- EXTRACTED TEXT -
——
# Certificate of Compliance



## kerdub (10 Jul 2009)

We sale agreed a property 4 weeks ago, got a surveyor out and no structural issues that he could see.  He advised us (as did our solicitor) that the vendor needed to provide a certificate of compliance for the converted garage.  Two weeks since our solicitor requested this, we are still waiting.  How long would this take to organise?
Also wouldn't the estate agent have known that this certificate was needed for the sale of the house. I mean the house was up for sale 10months. It's just frustrating waiting for something that seemingly could/should have been organised months ago.
Does anybody know how long it takes to get this cert.  A friend of mine had to get one for her extension (she was selling her house) and she said she got an architect out immediately and that it took no time atall.  Anybody else have any experience with this situation?


----------



## mathepac (10 Jul 2009)

Sounds like the vendor is in no hurry to close the sale, either that or getting the Certificate of Compliance is proving to be a bit of a challenge.  In either case you have the choice of issuing a "brostaig ort" via your solicitor or moving on to another property.
——
- RECORDED DATA -
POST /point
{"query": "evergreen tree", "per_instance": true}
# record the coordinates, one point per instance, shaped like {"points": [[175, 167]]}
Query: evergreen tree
——
- WRITTEN PROBLEM A -
Edit the certificate of compliance thread from "Also wouldn't the" up to and including "to another property.", replacing "estate agent" with "auctioneer".
- WRITTEN PROBLEM B -
For each statement, answer yes or no to whether it agrees with the certificate of compliance thread, and quote the words that decide it: (i) The house had been on the market for 10 months. (ii) The surveyor found structural issues with the property. (iii) The friend needed a certificate for a converted garage.
The lines after the thread aren't needed for anything here.

- PROBLEM SOLUTION A -
Also wouldn't the auctioneer have known that this certificate was needed for the sale of the house. I mean the house was up for sale 10months. It's just frustrating waiting for something that seemingly could/should have been organised months ago.
Does anybody know how long it takes to get this cert.  A friend of mine had to get one for her extension (she was selling her house) and she said she got an architect out immediately and that it took no time atall.  Anybody else have any experience with this situation?


----------



## mathepac (10 Jul 2009)

Sounds like the vendor is in no hurry to close the sale, either that or getting the Certificate of Compliance is proving to be a bit of a challenge.  In either case you have the choice of issuing a "brostaig ort" via your solicitor or moving on to another property.

- PROBLEM SOLUTION B -
(i) Yes: "the house was up for sale 10months"
(ii) No: "no structural issues that he could see"
(iii) No: "A friend of mine had to get one for her extension"